→ **AIM OF THE TASK**
Repeat, exactly as written, all of the entries, but not their pictures.

++++

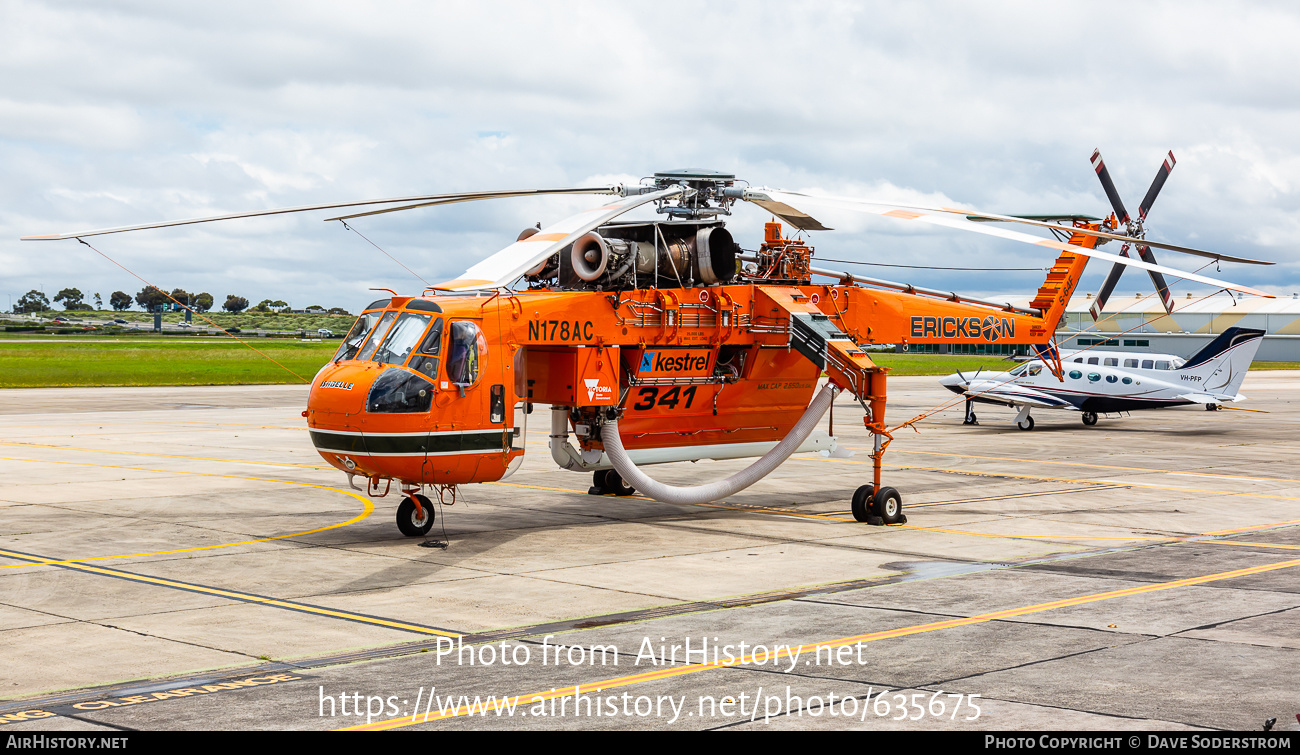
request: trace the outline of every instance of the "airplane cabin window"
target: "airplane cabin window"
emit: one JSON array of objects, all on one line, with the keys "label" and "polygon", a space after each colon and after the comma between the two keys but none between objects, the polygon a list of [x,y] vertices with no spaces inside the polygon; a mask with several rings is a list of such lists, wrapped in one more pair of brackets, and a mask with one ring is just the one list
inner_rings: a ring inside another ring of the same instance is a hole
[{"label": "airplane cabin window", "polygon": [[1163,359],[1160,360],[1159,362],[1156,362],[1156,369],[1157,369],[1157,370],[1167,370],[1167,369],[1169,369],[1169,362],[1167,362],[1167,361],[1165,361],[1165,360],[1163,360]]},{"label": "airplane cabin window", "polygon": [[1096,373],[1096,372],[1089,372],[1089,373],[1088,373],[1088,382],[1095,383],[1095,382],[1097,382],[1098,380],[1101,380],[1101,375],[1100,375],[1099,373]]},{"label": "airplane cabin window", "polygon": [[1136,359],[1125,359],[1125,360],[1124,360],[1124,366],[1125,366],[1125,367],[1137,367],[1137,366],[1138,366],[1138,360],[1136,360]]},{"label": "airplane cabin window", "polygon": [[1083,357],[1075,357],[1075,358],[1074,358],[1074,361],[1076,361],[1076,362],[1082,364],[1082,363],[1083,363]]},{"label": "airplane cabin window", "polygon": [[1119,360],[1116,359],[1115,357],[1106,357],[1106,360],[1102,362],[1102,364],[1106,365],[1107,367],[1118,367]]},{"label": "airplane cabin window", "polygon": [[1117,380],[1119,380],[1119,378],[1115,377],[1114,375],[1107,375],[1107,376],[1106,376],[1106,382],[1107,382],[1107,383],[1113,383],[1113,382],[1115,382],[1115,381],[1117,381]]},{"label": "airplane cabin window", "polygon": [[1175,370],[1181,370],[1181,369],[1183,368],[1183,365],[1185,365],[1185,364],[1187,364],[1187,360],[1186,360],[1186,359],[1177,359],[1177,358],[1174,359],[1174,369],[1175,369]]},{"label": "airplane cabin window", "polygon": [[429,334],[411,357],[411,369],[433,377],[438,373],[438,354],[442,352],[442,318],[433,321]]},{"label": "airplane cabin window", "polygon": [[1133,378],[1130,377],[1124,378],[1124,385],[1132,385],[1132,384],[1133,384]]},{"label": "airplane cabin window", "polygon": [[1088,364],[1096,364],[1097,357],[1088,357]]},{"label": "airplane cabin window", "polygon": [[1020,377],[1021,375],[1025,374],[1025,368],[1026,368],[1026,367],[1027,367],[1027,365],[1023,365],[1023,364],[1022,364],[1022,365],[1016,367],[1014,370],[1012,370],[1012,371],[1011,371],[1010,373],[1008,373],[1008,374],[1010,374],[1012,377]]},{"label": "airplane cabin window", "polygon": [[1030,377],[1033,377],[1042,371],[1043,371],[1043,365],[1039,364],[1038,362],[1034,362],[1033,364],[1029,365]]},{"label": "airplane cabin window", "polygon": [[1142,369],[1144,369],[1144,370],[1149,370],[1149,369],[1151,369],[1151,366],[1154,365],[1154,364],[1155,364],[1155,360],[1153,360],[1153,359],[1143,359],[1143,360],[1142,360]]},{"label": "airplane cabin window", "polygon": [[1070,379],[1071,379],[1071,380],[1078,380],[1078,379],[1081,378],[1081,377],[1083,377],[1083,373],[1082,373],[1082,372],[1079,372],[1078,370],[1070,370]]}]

++++

→ **RESULT**
request: trace the outline of every instance of the "airplane cabin window"
target: "airplane cabin window"
emit: one JSON array of objects, all on one line, with the keys "label" and "polygon", a space after each colon and after the comma between the two keys but none between objects, the polygon a list of [x,y] vertices with no spaces inside the polygon; a mask with several rings is a list of such lists, wrapped in one more pair of brackets, and a mask with one ring is just the one list
inner_rings: a ring inside another ring of the same instance is a hole
[{"label": "airplane cabin window", "polygon": [[1163,359],[1160,360],[1159,362],[1156,362],[1156,369],[1157,369],[1157,370],[1167,370],[1167,369],[1169,369],[1169,362],[1167,362],[1167,361],[1165,361],[1165,360],[1163,360]]},{"label": "airplane cabin window", "polygon": [[1096,373],[1096,372],[1089,372],[1089,373],[1088,373],[1088,382],[1095,383],[1095,382],[1097,382],[1098,380],[1101,380],[1101,375],[1100,375],[1099,373]]},{"label": "airplane cabin window", "polygon": [[1136,359],[1125,359],[1125,360],[1124,360],[1124,366],[1125,366],[1125,367],[1137,367],[1137,366],[1138,366],[1138,360],[1136,360]]},{"label": "airplane cabin window", "polygon": [[1083,357],[1075,357],[1075,358],[1074,358],[1074,361],[1076,361],[1076,362],[1082,364],[1082,363],[1083,363]]},{"label": "airplane cabin window", "polygon": [[1119,360],[1116,359],[1115,357],[1106,357],[1106,360],[1102,362],[1102,364],[1106,365],[1107,367],[1118,367]]},{"label": "airplane cabin window", "polygon": [[1117,380],[1119,380],[1119,378],[1115,377],[1114,375],[1107,375],[1107,376],[1106,376],[1106,382],[1107,382],[1107,383],[1113,383],[1113,382],[1115,382],[1115,381],[1117,381]]},{"label": "airplane cabin window", "polygon": [[1175,370],[1181,370],[1181,369],[1183,368],[1183,365],[1185,365],[1185,364],[1187,364],[1187,360],[1186,360],[1186,359],[1177,359],[1177,358],[1174,359],[1174,369],[1175,369]]},{"label": "airplane cabin window", "polygon": [[429,334],[411,357],[411,369],[433,377],[438,373],[438,354],[442,352],[442,318],[433,321]]},{"label": "airplane cabin window", "polygon": [[1133,378],[1130,377],[1124,378],[1124,385],[1132,385],[1132,384],[1133,384]]},{"label": "airplane cabin window", "polygon": [[1088,364],[1096,364],[1097,357],[1088,357]]},{"label": "airplane cabin window", "polygon": [[1020,377],[1021,375],[1025,374],[1025,368],[1026,368],[1026,367],[1027,367],[1027,365],[1023,365],[1023,364],[1022,364],[1022,365],[1016,367],[1014,370],[1012,370],[1012,371],[1011,371],[1010,373],[1008,373],[1008,374],[1010,374],[1012,377]]},{"label": "airplane cabin window", "polygon": [[1030,377],[1033,377],[1042,371],[1043,371],[1043,365],[1039,364],[1038,362],[1034,362],[1033,364],[1029,365]]},{"label": "airplane cabin window", "polygon": [[1142,369],[1144,369],[1144,370],[1149,370],[1149,369],[1151,369],[1151,366],[1154,365],[1154,364],[1155,364],[1155,360],[1153,360],[1153,359],[1143,359],[1143,360],[1142,360]]},{"label": "airplane cabin window", "polygon": [[1070,379],[1071,379],[1071,380],[1078,380],[1078,379],[1081,378],[1081,377],[1083,377],[1083,373],[1082,373],[1082,372],[1079,372],[1078,370],[1070,370]]}]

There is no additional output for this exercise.